Could you write out the records below exactly, without omitting a line?

*** Input data ***

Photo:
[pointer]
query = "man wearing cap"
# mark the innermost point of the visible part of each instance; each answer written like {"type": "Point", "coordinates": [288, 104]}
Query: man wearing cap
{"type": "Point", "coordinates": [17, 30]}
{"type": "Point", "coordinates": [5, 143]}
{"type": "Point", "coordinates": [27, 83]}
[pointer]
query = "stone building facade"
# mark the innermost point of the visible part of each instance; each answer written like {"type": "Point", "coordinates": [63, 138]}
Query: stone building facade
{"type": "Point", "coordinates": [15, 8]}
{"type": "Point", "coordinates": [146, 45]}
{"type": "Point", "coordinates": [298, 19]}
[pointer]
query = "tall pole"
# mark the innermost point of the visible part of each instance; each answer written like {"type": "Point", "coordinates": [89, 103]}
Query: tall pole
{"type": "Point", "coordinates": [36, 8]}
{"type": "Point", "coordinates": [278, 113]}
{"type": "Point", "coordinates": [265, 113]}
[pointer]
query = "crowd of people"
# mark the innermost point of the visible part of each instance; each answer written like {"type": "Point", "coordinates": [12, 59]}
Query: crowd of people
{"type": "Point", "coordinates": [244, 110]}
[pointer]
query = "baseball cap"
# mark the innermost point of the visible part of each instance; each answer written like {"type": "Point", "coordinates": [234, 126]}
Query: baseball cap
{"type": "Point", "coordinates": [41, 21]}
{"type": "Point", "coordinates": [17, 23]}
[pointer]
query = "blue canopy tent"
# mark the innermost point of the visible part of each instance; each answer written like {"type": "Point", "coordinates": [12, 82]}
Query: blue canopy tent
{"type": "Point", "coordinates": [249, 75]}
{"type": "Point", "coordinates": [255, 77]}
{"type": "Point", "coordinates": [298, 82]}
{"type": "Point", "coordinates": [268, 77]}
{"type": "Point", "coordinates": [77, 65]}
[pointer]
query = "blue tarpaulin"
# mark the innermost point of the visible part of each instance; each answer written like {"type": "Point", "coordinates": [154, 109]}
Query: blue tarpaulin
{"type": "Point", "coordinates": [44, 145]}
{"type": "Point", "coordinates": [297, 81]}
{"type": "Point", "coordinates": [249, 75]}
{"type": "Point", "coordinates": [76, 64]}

***

◆ Reply to the task ◆
Photo:
[pointer]
query = "man wearing cap"
# mark the innermost point of the visible part of each instance; each answer written like {"type": "Point", "coordinates": [288, 104]}
Query: man wearing cap
{"type": "Point", "coordinates": [17, 30]}
{"type": "Point", "coordinates": [5, 143]}
{"type": "Point", "coordinates": [27, 83]}
[pointer]
query = "stone building facade"
# mark the innermost point of the visible part of each instance; each answer written like {"type": "Point", "coordinates": [63, 138]}
Query: stone building facade
{"type": "Point", "coordinates": [15, 8]}
{"type": "Point", "coordinates": [146, 45]}
{"type": "Point", "coordinates": [298, 19]}
[pointer]
query = "tall pole"
# mark the innermost point of the visible part of each instance; each answer written like {"type": "Point", "coordinates": [89, 103]}
Query: tall pole
{"type": "Point", "coordinates": [36, 8]}
{"type": "Point", "coordinates": [278, 113]}
{"type": "Point", "coordinates": [265, 113]}
[pointer]
query = "crowd of people"
# mark the innermost point of the visible part of each instance; each answer written like {"type": "Point", "coordinates": [12, 59]}
Query: crowd of people
{"type": "Point", "coordinates": [244, 110]}
[pointer]
query = "baseball cap"
# mark the innermost point of the visible part of each instance; each answer written like {"type": "Point", "coordinates": [234, 126]}
Query: baseball cap
{"type": "Point", "coordinates": [41, 21]}
{"type": "Point", "coordinates": [17, 23]}
[pointer]
query = "blue canopy tent"
# mark the innermost point of the visible part of each instance; each answer written like {"type": "Point", "coordinates": [12, 82]}
Query: blue canopy tent
{"type": "Point", "coordinates": [249, 75]}
{"type": "Point", "coordinates": [255, 77]}
{"type": "Point", "coordinates": [298, 82]}
{"type": "Point", "coordinates": [268, 77]}
{"type": "Point", "coordinates": [77, 65]}
[pointer]
query = "blue tarpaulin"
# mark the innermost point of the visible part of each instance; each answer written like {"type": "Point", "coordinates": [154, 109]}
Query: blue tarpaulin
{"type": "Point", "coordinates": [44, 145]}
{"type": "Point", "coordinates": [297, 81]}
{"type": "Point", "coordinates": [249, 75]}
{"type": "Point", "coordinates": [76, 64]}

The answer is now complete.